[RECORDS FOR THE TASK — start]

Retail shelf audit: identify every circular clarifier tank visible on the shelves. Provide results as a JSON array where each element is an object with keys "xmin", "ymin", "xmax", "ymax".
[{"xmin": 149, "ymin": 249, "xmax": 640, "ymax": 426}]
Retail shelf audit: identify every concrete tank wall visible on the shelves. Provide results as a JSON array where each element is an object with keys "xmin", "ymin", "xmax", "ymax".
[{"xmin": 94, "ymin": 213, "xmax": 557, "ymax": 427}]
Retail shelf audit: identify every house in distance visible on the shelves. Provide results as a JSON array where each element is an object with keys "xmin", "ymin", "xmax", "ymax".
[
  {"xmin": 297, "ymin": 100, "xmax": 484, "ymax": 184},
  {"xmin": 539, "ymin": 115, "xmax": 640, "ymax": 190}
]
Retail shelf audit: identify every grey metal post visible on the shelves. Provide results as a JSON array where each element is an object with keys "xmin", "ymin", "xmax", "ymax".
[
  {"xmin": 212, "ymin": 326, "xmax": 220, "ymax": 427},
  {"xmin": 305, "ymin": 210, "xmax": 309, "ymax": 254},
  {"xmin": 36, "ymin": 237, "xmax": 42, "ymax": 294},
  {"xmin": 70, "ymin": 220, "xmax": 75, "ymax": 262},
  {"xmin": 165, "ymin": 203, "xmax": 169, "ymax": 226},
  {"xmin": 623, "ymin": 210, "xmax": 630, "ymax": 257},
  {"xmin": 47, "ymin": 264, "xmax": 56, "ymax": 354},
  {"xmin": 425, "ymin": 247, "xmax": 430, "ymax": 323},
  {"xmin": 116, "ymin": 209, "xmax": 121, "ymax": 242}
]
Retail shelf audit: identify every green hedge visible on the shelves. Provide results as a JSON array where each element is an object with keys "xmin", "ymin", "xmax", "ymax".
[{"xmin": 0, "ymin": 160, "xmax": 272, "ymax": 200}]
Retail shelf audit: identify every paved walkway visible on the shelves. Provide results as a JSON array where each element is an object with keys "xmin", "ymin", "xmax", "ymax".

[RECORDS FOR THE TASK — finish]

> PROBLEM DESCRIPTION
From the line containing "Retail shelf audit: identify every grey" to the final line of the entries, print every line exactly and nothing else.

> EXERCISE SOLUTION
Retail shelf audit: identify every grey metal post visible on the shelves. Provide results as a JSON array where each element is an object with keys "xmin", "ymin", "xmax", "ymax".
[
  {"xmin": 212, "ymin": 326, "xmax": 220, "ymax": 427},
  {"xmin": 305, "ymin": 210, "xmax": 309, "ymax": 254},
  {"xmin": 36, "ymin": 237, "xmax": 42, "ymax": 294},
  {"xmin": 70, "ymin": 220, "xmax": 75, "ymax": 262},
  {"xmin": 165, "ymin": 203, "xmax": 169, "ymax": 226},
  {"xmin": 623, "ymin": 210, "xmax": 630, "ymax": 257},
  {"xmin": 47, "ymin": 264, "xmax": 56, "ymax": 354},
  {"xmin": 425, "ymin": 247, "xmax": 430, "ymax": 323},
  {"xmin": 116, "ymin": 209, "xmax": 121, "ymax": 242}
]
Retail shelf audit: identify every green hedge visible on the shelves. Provide results as a JSON array where each element is an object with keys "xmin", "ymin", "xmax", "ymax".
[{"xmin": 0, "ymin": 160, "xmax": 272, "ymax": 200}]
Retail shelf audit: identify every paved walkway visible on the shelves. Provide results as a JSON array where each element is an object with keys "xmin", "ymin", "xmax", "ymax".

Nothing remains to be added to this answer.